§ **WORK REQUIRED**:
List each line in the listing below that contains the word "dark". Matches must have the same capitalization.

§ **PROVIDED DATA**:
<<<<

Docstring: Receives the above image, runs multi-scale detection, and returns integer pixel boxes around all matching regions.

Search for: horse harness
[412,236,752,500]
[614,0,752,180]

>>>>
<<<<

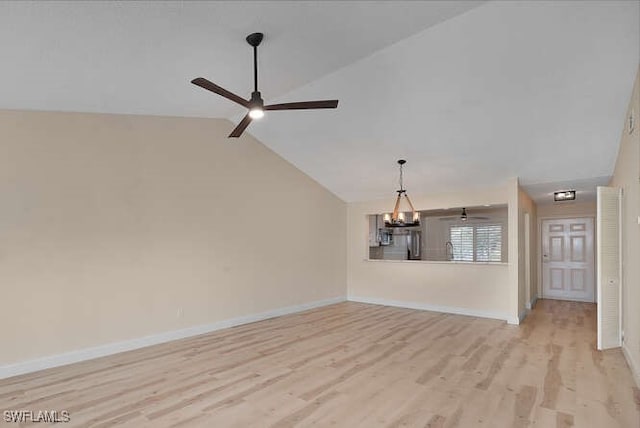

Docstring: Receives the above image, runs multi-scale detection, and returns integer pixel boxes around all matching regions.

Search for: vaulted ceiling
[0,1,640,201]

>>>>
<<<<

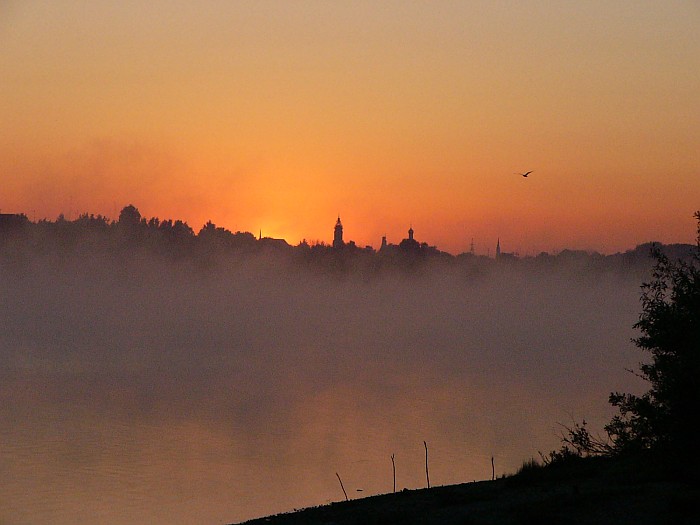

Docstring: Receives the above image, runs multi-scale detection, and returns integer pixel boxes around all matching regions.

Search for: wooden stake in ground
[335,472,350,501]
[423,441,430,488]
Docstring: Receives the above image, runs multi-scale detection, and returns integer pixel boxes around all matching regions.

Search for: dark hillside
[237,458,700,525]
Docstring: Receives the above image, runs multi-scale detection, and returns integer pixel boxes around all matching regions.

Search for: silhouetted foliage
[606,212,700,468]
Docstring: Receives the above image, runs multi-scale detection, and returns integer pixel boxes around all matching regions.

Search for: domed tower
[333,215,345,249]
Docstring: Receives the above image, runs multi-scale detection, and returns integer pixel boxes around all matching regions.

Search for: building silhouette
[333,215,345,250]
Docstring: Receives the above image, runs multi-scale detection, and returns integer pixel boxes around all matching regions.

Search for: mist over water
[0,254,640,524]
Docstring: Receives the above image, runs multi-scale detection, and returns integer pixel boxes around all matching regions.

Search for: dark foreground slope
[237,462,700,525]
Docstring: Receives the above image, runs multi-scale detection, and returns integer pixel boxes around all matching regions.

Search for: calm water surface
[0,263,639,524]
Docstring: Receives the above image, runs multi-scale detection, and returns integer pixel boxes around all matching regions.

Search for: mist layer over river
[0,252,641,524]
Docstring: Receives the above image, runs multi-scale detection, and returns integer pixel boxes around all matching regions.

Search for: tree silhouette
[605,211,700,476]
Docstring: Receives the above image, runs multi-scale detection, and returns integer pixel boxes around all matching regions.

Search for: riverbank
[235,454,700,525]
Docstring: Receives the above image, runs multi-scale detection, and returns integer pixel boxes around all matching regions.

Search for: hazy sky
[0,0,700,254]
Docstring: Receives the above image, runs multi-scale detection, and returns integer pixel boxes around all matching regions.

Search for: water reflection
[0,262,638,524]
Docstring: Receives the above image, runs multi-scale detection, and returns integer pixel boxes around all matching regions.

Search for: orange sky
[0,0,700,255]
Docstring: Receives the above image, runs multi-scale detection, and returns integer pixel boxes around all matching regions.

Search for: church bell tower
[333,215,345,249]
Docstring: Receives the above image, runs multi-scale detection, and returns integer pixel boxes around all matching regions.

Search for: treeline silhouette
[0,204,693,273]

>>>>

§ **RESPONSE TO THIS TASK**:
Search for: dark hillside
Search for: dark foreground slope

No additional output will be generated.